§ **STATED TASK A**: In the text on stability conditions and metrics, what is the group homomorphism that forms part of a stability condition called?
§ **STATED TASK B**: Write out the part of the text on stability conditions and metrics from "Another part of" to "interest of time.".
§ **STATED TASK C**: How would the text on stability conditions and metrics go on from its last sentence? Write the next part.

---------- TEXT SHOWN ----------

Stability conditions and metrics
I now want to describe a point of view I have been exploring with Asilata Bapat and Tony Licata. We have been looking at stability conditions from the point of view of metric geometry. Before going into the details, let me give a few elementary definitions.
Metrics on categories
A metric on a category \(C\) is a fuction \[ \ell \colon \operatorname{Mor} C \to \mathbf{R}_{\geq 0}\] such that
- if \(f\) is an isomorphism, then \(\ell(f) = 0\).
- for compasable morphisms \(f\) and \(g\), we have \[ \ell(g \circ f) \leq \ell(f) + \ell(g).\]
How a stability condition gives a metric
We now have to recall a few things about stability conditions.
A part of the data of a stability condition is a collection of objects of \(C\) called semi-stable objects, such that every object \(x \in C\) has a filtration \[ 0 = x_0 \to x_1 \to \cdots \to x_n = x\] whose factors \(a_i = \operatorname{Cone}(x_i \to x_{i+1})\) are semi-stable. This filtration is unique after imposing a suitable monotonicity condition, that I will supress. This unique filtration is called the Harder-Narasimhan filtration of \(x\).
Another part of the data of a stability condition is a group homomorphism, called the central charge, \[ Z \colon K(C) \to \mathbf{C}. \] The semi-stable objects and the central charge are supposed to satisfy compactibility conditions that I will suppress.
Now, let \(\sigma\) be a stability condition. Associated to \(\sigma\) is a metric \(\ell = \ell_{\sigma}\) on \(C\), defined as follows. We set \[ \ell (f) = m(\operatorname{Cone}(f)),\] where \(m(x)\) is the mass of \(x\), defined as follows: \[m(x) = \sum |Z(a_i)|.\]
It is easy to check that \(\ell(f) = 0\) if \(f\) is an isomorphism. The triangle inequality follows from the octahedral axiom and the fact that if \[ x \to y \to z \xrightarrow{+1} \] is a distinguished triangle, then \[ m(y) \leq m(x) + m(z).\]
q-Analogue
The definition has a natural \(q\)-analogue, which I will suppress in the interest of time.
To what extent can a stability condition be recovered from the metric?
For example, let us try to recreate Harder–Narasimhan filtrations purely from the metric.

---------- PROVIDED DATA ----------

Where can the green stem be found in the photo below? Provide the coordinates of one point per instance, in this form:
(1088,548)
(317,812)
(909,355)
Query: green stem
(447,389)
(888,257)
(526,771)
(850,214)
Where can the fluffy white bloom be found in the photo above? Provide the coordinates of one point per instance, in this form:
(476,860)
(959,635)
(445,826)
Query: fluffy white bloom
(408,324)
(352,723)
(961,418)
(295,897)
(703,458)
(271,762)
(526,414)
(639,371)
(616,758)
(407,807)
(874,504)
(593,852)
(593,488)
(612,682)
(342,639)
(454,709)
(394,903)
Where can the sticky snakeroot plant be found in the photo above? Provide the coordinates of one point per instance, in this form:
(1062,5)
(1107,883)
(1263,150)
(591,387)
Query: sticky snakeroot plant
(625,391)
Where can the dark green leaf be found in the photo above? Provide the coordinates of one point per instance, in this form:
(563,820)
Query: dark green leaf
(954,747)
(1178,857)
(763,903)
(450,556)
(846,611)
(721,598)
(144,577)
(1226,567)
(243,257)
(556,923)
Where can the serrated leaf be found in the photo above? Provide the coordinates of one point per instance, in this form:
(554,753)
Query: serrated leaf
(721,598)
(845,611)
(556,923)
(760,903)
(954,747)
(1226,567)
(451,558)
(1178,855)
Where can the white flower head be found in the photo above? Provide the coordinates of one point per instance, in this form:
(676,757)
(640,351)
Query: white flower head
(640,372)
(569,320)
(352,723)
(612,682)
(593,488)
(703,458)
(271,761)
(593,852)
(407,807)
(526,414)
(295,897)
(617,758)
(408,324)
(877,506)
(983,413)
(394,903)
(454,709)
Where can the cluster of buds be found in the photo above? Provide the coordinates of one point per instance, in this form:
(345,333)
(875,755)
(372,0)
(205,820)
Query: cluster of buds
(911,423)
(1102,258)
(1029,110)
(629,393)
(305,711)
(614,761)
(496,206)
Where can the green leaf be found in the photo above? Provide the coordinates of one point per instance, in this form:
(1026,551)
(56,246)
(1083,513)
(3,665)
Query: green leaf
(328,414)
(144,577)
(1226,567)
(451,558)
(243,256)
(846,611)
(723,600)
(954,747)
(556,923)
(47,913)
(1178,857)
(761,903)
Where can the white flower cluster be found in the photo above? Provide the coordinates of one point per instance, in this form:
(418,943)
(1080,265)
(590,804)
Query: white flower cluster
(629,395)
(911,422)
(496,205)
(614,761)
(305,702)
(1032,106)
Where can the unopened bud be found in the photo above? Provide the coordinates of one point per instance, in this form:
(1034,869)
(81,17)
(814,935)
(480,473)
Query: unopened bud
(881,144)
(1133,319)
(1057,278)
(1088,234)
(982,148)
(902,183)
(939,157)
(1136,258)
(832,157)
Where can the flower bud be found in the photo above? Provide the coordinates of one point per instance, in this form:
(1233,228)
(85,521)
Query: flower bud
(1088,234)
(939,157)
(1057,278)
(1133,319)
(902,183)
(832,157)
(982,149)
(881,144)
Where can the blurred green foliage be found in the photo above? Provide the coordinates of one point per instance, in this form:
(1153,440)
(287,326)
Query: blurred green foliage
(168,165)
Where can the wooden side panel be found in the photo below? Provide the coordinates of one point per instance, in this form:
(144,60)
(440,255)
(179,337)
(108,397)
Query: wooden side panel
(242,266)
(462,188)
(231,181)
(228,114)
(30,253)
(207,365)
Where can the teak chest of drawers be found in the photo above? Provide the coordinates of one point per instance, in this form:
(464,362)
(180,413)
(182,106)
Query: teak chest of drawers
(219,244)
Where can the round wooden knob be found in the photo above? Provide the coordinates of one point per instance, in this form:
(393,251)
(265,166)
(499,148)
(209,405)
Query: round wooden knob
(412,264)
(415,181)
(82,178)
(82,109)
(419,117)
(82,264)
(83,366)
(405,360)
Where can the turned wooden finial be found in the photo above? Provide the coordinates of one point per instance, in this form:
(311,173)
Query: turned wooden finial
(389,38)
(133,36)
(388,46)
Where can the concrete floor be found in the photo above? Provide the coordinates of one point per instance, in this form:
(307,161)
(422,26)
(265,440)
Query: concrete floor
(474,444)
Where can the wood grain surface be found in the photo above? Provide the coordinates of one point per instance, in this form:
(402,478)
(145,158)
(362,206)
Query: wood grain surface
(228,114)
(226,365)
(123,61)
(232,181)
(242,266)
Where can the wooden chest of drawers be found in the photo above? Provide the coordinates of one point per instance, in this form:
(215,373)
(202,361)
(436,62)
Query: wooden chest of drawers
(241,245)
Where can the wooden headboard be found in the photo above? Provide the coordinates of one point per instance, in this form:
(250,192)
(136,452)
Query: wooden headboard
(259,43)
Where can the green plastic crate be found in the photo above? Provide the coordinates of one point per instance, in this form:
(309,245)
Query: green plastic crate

----------
---------- PROVIDED DATA ----------

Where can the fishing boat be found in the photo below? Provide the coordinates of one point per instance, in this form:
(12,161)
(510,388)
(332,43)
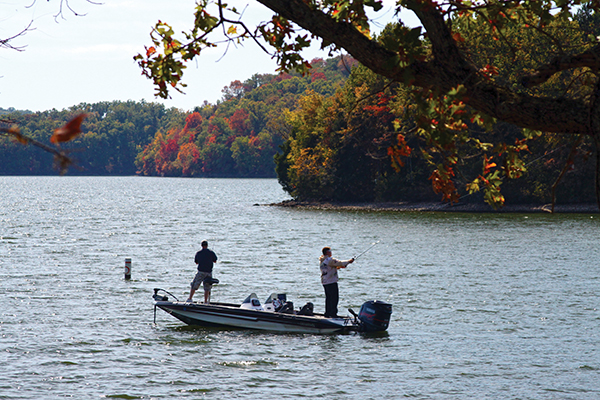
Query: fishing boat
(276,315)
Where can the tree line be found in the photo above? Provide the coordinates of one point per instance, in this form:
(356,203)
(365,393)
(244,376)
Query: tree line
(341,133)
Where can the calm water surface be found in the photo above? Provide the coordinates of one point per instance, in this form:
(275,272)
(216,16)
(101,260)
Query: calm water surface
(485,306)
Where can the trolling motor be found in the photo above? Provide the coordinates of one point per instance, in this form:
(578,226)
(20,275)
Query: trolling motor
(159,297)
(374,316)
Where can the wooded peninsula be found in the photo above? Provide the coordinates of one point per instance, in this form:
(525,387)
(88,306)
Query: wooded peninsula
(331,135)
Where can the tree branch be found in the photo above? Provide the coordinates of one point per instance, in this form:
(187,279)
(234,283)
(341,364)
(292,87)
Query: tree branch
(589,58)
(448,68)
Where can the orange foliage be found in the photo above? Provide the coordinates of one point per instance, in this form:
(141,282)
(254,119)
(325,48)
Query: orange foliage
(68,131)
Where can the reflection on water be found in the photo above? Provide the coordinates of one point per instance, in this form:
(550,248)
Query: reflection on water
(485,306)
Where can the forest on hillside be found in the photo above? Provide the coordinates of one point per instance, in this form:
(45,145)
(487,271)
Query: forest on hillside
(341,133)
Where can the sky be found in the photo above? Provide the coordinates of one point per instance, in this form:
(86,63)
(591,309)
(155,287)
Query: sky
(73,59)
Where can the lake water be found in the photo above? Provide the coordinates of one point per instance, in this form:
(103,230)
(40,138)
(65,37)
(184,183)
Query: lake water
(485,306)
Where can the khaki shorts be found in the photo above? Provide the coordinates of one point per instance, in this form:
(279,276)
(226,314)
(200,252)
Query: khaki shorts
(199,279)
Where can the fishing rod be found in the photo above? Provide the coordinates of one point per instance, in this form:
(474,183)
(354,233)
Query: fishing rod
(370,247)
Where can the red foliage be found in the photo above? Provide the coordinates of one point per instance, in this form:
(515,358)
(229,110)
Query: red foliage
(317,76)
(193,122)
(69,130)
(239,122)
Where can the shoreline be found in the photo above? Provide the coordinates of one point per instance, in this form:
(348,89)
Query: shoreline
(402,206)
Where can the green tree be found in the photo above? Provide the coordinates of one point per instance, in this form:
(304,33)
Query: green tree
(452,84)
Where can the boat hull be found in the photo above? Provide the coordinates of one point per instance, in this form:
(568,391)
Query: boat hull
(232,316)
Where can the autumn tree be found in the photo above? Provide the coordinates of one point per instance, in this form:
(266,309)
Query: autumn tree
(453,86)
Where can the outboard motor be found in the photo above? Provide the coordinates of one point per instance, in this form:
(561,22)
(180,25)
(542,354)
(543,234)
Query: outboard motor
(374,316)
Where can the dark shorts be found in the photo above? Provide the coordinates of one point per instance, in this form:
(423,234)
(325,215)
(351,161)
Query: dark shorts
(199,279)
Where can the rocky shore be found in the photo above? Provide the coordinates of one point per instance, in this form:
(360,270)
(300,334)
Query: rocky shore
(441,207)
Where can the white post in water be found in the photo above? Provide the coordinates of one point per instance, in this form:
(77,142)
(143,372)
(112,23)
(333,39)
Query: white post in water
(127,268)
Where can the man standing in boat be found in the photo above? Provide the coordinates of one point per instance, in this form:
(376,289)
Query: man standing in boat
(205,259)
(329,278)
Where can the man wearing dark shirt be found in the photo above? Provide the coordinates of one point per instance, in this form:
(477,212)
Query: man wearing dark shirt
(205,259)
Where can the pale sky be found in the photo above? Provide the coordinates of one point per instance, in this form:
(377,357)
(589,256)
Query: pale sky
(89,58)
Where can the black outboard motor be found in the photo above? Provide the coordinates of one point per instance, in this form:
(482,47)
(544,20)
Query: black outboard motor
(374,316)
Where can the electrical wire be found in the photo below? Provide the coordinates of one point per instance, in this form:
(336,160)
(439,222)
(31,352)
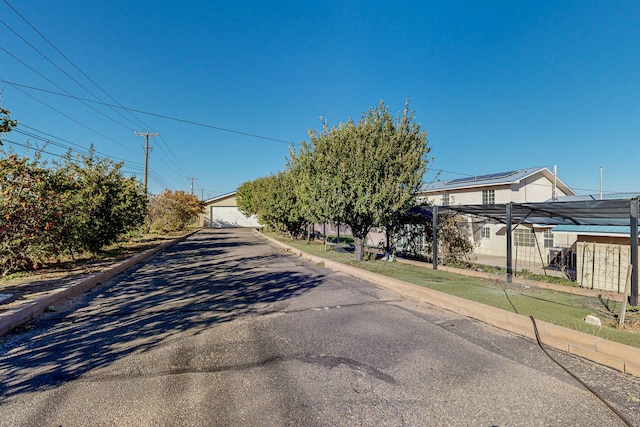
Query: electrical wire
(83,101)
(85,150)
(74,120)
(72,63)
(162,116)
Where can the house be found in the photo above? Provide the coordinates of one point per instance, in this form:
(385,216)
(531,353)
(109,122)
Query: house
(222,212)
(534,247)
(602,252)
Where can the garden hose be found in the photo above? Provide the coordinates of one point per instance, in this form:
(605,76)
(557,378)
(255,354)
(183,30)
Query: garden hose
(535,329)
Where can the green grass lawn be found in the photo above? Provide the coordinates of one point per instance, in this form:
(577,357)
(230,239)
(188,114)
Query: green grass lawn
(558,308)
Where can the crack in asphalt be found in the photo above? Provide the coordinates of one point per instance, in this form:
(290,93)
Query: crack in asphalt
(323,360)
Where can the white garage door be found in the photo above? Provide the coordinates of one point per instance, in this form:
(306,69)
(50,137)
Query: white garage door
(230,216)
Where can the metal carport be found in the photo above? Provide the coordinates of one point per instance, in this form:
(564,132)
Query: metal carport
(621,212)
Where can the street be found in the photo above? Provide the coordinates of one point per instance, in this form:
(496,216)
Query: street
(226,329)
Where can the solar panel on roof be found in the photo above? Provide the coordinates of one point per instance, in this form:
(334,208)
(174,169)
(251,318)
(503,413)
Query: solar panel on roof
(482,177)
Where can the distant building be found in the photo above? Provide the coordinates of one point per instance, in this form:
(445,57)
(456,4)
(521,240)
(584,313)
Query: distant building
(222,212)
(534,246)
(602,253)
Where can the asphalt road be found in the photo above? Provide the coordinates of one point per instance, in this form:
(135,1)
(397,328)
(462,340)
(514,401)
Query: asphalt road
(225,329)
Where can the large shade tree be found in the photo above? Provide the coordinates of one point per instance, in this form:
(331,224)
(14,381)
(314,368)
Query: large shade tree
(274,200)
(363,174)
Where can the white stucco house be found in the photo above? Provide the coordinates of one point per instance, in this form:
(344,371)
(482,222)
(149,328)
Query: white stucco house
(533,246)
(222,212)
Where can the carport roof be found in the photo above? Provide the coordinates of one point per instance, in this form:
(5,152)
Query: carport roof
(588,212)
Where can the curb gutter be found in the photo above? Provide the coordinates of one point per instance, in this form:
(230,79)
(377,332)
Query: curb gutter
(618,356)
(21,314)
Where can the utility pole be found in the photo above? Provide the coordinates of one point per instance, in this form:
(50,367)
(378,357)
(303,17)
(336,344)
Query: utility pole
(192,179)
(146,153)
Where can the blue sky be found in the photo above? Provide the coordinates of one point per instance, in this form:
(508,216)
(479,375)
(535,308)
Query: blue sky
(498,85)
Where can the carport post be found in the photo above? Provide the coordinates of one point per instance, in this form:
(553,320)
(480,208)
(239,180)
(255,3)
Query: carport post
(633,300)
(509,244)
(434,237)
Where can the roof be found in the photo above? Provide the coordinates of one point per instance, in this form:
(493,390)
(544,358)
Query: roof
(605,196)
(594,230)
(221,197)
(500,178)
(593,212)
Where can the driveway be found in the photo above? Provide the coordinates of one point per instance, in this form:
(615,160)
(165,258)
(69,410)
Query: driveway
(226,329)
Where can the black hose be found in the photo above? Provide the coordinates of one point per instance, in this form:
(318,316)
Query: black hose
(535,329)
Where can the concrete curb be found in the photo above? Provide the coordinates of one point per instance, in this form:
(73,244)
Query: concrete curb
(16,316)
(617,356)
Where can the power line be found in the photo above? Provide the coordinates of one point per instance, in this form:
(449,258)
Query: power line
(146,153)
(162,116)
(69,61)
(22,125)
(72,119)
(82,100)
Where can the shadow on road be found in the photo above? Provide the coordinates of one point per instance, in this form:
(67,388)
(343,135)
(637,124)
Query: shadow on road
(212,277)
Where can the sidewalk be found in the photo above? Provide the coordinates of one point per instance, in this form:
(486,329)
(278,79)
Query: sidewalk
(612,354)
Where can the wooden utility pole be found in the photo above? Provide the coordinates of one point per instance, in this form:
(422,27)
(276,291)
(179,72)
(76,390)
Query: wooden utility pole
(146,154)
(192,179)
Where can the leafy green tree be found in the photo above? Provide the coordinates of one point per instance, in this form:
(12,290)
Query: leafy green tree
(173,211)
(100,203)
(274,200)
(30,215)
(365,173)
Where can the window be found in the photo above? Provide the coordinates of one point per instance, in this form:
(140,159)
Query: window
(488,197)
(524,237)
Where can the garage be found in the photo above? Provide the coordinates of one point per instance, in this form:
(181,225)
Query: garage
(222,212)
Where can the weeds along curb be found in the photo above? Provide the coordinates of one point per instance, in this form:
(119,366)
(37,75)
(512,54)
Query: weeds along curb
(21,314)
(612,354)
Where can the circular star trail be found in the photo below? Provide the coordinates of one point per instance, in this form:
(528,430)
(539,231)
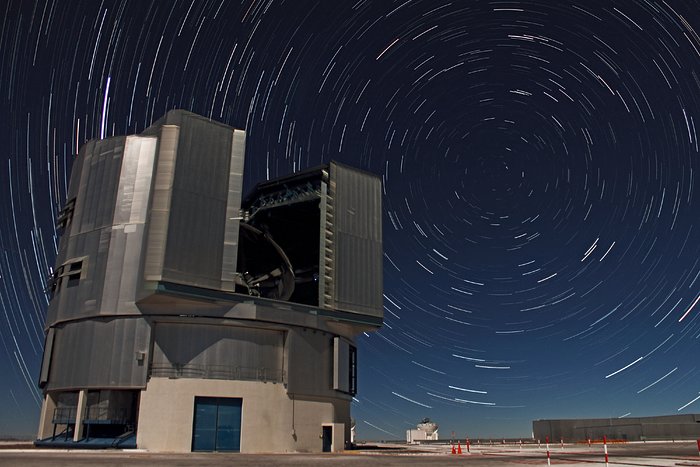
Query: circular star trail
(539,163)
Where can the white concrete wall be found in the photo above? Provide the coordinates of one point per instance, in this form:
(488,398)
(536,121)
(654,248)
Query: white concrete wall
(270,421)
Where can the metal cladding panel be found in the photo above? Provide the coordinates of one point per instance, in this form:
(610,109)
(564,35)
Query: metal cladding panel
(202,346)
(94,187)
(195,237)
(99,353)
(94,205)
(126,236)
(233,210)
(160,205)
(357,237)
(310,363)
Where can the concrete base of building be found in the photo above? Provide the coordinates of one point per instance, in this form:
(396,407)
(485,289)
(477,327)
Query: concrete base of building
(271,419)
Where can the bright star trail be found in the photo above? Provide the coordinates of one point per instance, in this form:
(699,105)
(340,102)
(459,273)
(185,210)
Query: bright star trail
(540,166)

----------

§ **EXERCISE RESULT A**: The central charge.

§ **EXERCISE RESULT B**:
Another part of the data of a stability condition is a group homomorphism, called the central charge, \[ Z \colon K(C) \to \mathbf{C}. \] The semi-stable objects and the central charge are supposed to satisfy compactibility conditions that I will suppress.
Now, let \(\sigma\) be a stability condition. Associated to \(\sigma\) is a metric \(\ell = \ell_{\sigma}\) on \(C\), defined as follows. We set \[ \ell (f) = m(\operatorname{Cone}(f)),\] where \(m(x)\) is the mass of \(x\), defined as follows: \[m(x) = \sum |Z(a_i)|.\]
It is easy to check that \(\ell(f) = 0\) if \(f\) is an isomorphism. The triangle inequality follows from the octahedral axiom and the fact that if \[ x \to y \to z \xrightarrow{+1} \] is a distinguished triangle, then \[ m(y) \leq m(x) + m(z).\]
q-Analogue
The definition has a natural \(q\)-analogue, which I will suppress in the interest of time.

§ **EXERCISE RESULT C**:
The Harder–Narasimhan filtration \[ 0 = x_0 \to x_1 \to \cdots \to x_n = x\] is a geodesic path from \(0\) to \(x\). Unfortunately, there can be many other geodesic paths. So being geodesic does not quite characterise the Harder–Narasimhan filtrations.
Nevertheless, we can prove the following.
Proposition. The object \(x\) is stable if and only if the path \(0 \to x\) is an indivisible geodesic path.
As a result, we can reconstruct the set of stable objects purely from the metric.
The central charge is trickier to re-construct. In fact, there are examples (for example \(C = D^b(\operatorname{Coh} \mathbf{P}^1)\)), that show that different central charges can lead to the same metrics. However, in many cases, we can also reconstruct the central charge.
Theorem. Let \(C = C_{\Gamma}\) be the 2-CY category associated to a quiver \(\Gamma\). Then a stability condition \(\sigma\) is uniquely determined up to translation by the metric \(\ell_{\sigma}\).
I suspect a similar statement is true for \(D^b \operatorname{Coh}K3\), but I have not written down a proof.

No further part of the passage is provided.